Titre original : Mandela : Long Walk to Freedom
Note:
Origine : Angleterre/Afrique du Sud
Réalisateur : Justin Chadwick
Distribution : Idris Elba, Naomie Harris, Tony Kgoroge, Riaad Moosa, Fana Mokoena, Zolani Mkiva, Simo Magwaza, Thapelo Mokoena…
Genre : Drame/Biopic/Adaptation/Histoire vraie
Date de sortie : 18 décembre 2013
Le Pitch :
De la campagne sud-africaine où il passa son enfance, à son accession au pouvoir, en passant par les longues années d’emprisonnement, comment Nelson Mandela est non seulement devenu le héros de tout un pays, mais aussi, de manière plus universelle, l’un des plus grands représentants de la paix…
La Critique :
C’est après une genèse de 16 ans que naquit le biopic (voulu comme) définitif de Nelson Mandela. Directement adapté des mémoires de l’ex-Président sud-africain, le film sort enfin, malheureusement trop tard pour qu’il puisse le voir. Il faut savoir que c’est Madiba lui-même qui céda les droits de son ouvrage afin d’en faire un long-métrage. Le fait que ce dernier soit sorti, quasiment au moment où le héros de la paix tire sa révérence, confère bien évidemment à l’œuvre un statut particulier. Difficile de juger le travail accompli ici, sans prendre en compte son sujet, à savoir la vie et le combat d’un homme ayant tout sacrifié pour unifier son pays et propager un message de paix universel en tous points. Surtout si on considère l’extraordinaire cinégénie d’un personnage aussi fédérateur que Mandela. Un personnage déjà au centre de longs-métrages (Invictus, Goodbye Bafana…), qui occupe ici le rôle central d’une fresque historique voulue grandiose et authentique. Grâce à son protagoniste principal et au fabuleux travail accompli par un Idris Elba en état de grâce (allo les Oscars ?), le film mérite quoi qu’il en soit d’être vu. Doit-on pour autant éviter de rentrer dans les détails ? Non. Car quoi qu’il en soit, malgré ses qualités évidentes, Mandela : Un Long Chemin vers la Liberté n’est pas parfait. Loin s’en faut.

**Extraits d'un jeu de données de pointage:**

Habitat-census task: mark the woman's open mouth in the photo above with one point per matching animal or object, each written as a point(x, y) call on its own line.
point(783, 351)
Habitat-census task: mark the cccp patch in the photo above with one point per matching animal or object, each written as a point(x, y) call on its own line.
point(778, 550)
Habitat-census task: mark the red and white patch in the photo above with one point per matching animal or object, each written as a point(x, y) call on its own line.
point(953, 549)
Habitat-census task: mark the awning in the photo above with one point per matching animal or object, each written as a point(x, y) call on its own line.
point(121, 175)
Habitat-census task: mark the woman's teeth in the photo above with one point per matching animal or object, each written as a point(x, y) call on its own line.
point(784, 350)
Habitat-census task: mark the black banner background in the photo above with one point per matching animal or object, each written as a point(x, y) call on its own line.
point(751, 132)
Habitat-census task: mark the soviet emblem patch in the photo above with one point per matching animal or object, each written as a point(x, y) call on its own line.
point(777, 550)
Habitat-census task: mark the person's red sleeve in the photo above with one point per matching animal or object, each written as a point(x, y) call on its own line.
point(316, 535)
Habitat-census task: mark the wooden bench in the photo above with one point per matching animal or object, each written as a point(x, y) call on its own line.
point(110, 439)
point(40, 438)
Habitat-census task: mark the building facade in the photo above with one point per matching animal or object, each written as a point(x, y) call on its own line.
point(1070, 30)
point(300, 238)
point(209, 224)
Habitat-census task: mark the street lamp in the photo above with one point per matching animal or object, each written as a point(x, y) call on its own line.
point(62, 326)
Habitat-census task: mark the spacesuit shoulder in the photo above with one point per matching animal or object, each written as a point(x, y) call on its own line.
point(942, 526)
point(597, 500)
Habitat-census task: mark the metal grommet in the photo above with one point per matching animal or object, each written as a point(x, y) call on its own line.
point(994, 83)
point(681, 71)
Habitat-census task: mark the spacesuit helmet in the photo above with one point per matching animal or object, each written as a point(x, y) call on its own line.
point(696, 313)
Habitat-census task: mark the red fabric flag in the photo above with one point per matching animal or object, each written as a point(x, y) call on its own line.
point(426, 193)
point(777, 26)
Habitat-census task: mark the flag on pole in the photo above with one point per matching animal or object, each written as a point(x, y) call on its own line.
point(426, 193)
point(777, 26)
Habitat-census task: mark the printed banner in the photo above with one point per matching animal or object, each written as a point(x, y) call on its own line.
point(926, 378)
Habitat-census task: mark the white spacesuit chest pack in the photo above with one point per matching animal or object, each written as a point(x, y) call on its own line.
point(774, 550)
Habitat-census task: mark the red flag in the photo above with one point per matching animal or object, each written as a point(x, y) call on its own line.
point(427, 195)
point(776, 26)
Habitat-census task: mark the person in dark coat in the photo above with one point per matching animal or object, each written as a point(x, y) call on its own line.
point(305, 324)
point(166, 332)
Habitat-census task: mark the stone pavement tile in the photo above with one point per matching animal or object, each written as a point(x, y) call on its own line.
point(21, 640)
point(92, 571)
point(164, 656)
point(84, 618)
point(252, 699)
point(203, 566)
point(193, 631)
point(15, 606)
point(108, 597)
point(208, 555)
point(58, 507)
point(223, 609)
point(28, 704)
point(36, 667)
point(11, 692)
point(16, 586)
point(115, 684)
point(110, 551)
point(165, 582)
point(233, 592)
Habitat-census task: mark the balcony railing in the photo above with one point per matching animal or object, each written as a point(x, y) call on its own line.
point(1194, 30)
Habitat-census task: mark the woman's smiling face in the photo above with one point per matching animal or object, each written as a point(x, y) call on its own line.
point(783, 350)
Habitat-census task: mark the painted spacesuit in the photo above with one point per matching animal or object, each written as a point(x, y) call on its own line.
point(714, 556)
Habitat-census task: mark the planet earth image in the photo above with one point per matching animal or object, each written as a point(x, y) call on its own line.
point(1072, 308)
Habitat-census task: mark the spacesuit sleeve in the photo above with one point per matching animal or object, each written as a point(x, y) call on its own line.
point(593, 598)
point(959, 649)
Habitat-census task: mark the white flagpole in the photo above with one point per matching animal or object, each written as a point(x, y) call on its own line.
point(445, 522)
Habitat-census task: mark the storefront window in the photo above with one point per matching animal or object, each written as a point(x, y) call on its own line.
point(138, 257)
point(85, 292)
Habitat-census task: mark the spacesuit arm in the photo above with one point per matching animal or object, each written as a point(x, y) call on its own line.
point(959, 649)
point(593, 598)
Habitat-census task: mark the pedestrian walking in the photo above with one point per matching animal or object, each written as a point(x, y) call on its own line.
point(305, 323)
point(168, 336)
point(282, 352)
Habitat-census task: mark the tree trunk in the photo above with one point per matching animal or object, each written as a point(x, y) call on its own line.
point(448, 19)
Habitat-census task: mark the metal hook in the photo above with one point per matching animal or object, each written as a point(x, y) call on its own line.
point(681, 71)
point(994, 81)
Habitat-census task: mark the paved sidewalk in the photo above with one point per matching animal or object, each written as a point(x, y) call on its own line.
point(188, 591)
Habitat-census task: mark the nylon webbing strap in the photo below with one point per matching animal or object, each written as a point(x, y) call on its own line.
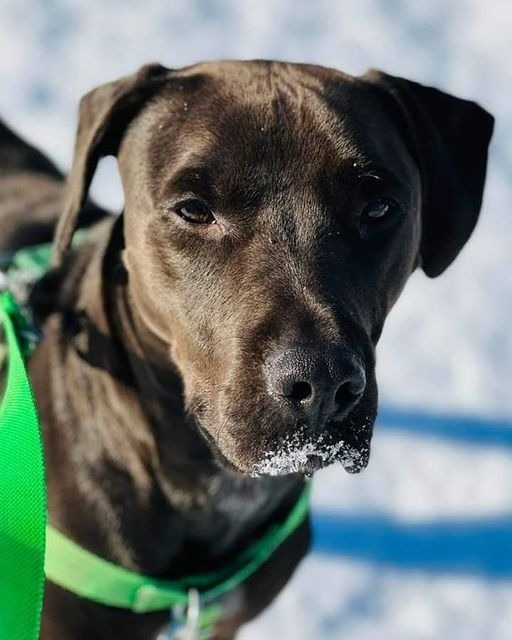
point(22, 493)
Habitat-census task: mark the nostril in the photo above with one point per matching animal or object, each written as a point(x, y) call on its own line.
point(300, 391)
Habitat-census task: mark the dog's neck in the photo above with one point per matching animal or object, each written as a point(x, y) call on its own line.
point(154, 499)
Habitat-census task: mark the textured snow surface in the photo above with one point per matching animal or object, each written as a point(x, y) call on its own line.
point(418, 546)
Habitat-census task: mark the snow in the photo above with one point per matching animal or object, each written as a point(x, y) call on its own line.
point(419, 545)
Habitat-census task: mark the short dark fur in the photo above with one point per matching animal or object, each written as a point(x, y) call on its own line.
point(151, 378)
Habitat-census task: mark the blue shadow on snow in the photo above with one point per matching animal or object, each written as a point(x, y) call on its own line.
point(479, 547)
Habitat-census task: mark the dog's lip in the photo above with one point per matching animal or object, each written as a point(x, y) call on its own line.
point(311, 454)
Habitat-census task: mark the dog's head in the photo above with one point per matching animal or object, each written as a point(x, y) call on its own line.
point(273, 213)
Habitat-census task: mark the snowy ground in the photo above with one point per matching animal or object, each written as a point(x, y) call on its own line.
point(418, 547)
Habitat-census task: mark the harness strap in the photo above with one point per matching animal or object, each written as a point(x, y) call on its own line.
point(89, 576)
point(22, 492)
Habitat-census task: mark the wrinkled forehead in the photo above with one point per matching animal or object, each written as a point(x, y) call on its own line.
point(247, 131)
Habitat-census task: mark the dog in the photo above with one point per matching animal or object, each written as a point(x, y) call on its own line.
point(214, 345)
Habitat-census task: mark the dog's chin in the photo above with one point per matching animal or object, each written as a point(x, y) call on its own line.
point(301, 452)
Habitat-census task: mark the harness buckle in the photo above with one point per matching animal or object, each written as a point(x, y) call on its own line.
point(185, 621)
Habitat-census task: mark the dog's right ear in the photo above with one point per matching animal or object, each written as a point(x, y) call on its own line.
point(104, 115)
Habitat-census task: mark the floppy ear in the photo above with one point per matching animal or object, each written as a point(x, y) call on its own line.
point(104, 114)
point(449, 138)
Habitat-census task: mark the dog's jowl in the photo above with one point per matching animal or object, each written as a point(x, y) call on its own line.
point(214, 345)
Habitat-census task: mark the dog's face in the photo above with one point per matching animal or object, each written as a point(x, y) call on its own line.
point(273, 214)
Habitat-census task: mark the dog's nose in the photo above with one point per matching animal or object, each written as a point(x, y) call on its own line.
point(318, 384)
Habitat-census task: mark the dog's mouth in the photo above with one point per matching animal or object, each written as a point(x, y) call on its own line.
point(301, 452)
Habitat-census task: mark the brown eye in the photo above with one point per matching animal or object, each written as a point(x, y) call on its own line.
point(376, 209)
point(196, 212)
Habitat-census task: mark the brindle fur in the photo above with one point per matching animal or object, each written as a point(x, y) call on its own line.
point(150, 379)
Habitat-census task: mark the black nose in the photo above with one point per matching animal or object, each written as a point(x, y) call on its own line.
point(317, 384)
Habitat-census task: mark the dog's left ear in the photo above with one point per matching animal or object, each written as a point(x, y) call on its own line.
point(104, 115)
point(449, 138)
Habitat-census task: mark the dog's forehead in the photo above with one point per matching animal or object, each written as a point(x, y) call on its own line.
point(268, 123)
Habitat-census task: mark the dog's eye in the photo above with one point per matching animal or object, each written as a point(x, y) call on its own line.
point(376, 209)
point(196, 212)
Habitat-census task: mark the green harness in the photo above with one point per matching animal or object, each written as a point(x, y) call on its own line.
point(31, 549)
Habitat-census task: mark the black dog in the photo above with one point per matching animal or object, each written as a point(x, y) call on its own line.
point(222, 330)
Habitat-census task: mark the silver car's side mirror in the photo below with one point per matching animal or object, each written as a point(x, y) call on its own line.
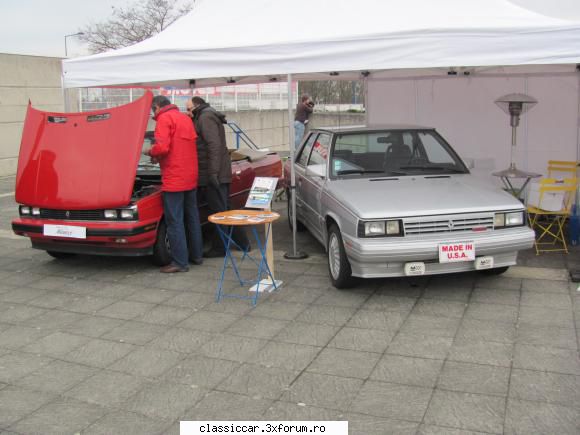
point(316, 171)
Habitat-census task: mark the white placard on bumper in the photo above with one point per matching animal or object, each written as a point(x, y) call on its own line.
point(69, 231)
point(458, 251)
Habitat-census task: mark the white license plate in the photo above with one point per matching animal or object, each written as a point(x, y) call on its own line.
point(68, 231)
point(455, 252)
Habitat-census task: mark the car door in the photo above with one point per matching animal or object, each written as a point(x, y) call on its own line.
point(300, 172)
point(314, 180)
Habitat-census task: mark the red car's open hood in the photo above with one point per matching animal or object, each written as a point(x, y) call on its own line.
point(81, 160)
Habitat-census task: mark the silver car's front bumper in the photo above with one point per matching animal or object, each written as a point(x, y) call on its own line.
point(386, 257)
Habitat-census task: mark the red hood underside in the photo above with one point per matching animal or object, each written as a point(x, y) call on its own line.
point(81, 160)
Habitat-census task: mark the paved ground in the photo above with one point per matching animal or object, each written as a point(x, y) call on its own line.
point(110, 346)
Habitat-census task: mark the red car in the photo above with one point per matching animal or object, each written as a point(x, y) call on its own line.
point(84, 187)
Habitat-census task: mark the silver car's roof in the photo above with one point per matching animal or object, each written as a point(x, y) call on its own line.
point(369, 128)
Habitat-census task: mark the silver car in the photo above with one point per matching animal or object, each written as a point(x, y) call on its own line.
point(398, 201)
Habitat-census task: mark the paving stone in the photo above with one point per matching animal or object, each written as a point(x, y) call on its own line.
point(56, 377)
point(126, 310)
point(547, 300)
point(135, 332)
point(383, 399)
point(201, 371)
point(525, 417)
point(182, 340)
point(286, 355)
point(278, 310)
point(218, 405)
point(492, 312)
point(347, 363)
point(496, 296)
point(99, 353)
point(54, 319)
point(386, 321)
point(17, 402)
point(15, 365)
point(165, 400)
point(546, 387)
point(106, 388)
point(15, 337)
point(257, 327)
point(57, 344)
point(544, 286)
point(326, 315)
point(420, 346)
point(439, 308)
point(285, 411)
point(467, 411)
point(60, 417)
point(482, 352)
point(209, 321)
point(147, 361)
point(370, 425)
point(474, 378)
point(418, 372)
point(546, 336)
point(544, 358)
point(127, 423)
point(326, 391)
point(365, 340)
point(259, 381)
point(399, 304)
point(92, 326)
point(483, 330)
point(20, 313)
point(307, 333)
point(417, 324)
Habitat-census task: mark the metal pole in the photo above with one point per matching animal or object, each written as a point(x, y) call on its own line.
point(295, 254)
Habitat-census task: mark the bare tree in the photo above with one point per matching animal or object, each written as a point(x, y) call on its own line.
point(132, 24)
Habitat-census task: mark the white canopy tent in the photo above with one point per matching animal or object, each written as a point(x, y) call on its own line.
point(249, 40)
point(402, 49)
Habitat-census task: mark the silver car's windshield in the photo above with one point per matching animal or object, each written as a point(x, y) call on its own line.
point(393, 152)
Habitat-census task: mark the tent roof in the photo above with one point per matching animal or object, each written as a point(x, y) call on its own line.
point(247, 40)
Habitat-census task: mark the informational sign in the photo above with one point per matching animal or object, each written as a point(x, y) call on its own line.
point(262, 192)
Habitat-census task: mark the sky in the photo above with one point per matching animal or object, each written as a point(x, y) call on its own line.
point(38, 27)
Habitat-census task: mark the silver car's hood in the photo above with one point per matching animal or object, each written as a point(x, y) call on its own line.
point(419, 196)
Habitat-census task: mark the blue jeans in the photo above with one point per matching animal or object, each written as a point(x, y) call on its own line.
point(298, 133)
point(176, 205)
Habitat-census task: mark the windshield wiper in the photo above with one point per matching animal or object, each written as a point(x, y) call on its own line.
point(436, 168)
point(359, 171)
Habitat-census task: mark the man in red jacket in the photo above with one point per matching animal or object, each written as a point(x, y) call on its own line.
point(176, 152)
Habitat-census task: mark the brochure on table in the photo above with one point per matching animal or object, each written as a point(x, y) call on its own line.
point(262, 192)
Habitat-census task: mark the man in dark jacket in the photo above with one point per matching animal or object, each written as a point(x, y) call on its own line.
point(215, 166)
point(176, 152)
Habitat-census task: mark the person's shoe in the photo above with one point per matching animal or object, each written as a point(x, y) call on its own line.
point(214, 253)
point(171, 268)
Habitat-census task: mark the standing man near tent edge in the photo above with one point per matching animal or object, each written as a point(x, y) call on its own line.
point(303, 111)
point(214, 167)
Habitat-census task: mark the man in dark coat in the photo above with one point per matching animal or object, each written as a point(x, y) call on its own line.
point(215, 166)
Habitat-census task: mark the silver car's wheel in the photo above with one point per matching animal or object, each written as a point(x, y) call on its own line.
point(338, 265)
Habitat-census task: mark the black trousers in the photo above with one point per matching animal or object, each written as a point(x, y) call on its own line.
point(217, 201)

**ÉNONCÉ ÉCRIT:**
Poursuivez la critique du film consacré à Mandela en reprenant juste après sa dernière phrase.

**CORRIGÉ DE L'EXERCICE:**
Réaliser un biopic n’est pas chose aisée. L’exercice appelle certains automatismes et un classicisme difficile à éviter. Là se trouve justement le principal défaut du film de Justin Chadwick, un réalisateur notamment connu pour avoir orchestré la rencontre entre Natalie Portman et Scarlett Johansson dans Deux Sœurs pour un Roi.
On imagine aisément à quel point il peut être écrasant de se frotter à un monument comme Mandela. Ne rien oublier, rendre justice à l’homme, à ses idées et à son combat, tout ceci sans perdre de vue l’aspect strictement formel de l’œuvre globale. Reposant sur un script maintes fois remanié, le long-métrage traduit à la fois les efforts et les hésitations d’une équipe trop soucieuse de faire bien, au point d’en oublier d’éviter les clichés. Au final, l’ensemble prend souvent des airs de leçon d’histoire très didactique et pourtant plus qu’à son tour brouillonne. Pour qui ne connait rien ou presque de la vie de Mandela, le film laisse dans l’ombre de nombreux aspects du personnage. On ne sait par exemple pas ce qu’il est advenu de sa première femme et certains événements sont à peine évoqués quand leur développement aurait aidé l’émotion à percer plus souvent qu’elle ne le fait. En comptant peut-être un peu trop sur le côté héroïque de Mandela et sur les épreuves qu’il dut traverser pour arriver à imposer sa vision des choses, le film oublie de mettre les formes autrement qu’en ayant recours à des schémas pré-établis et maintes fois croisés dans de nombreux biopics, depuis plusieurs décennies. En 2h20 et des poussières, Chadwick peine à condenser l’extraordinaire parcours de Nelson Mandela ; s’étalant par moment sans trop de raison et balayant trop vite d’autres passages qui auraient mérité plus d’éclaircissements.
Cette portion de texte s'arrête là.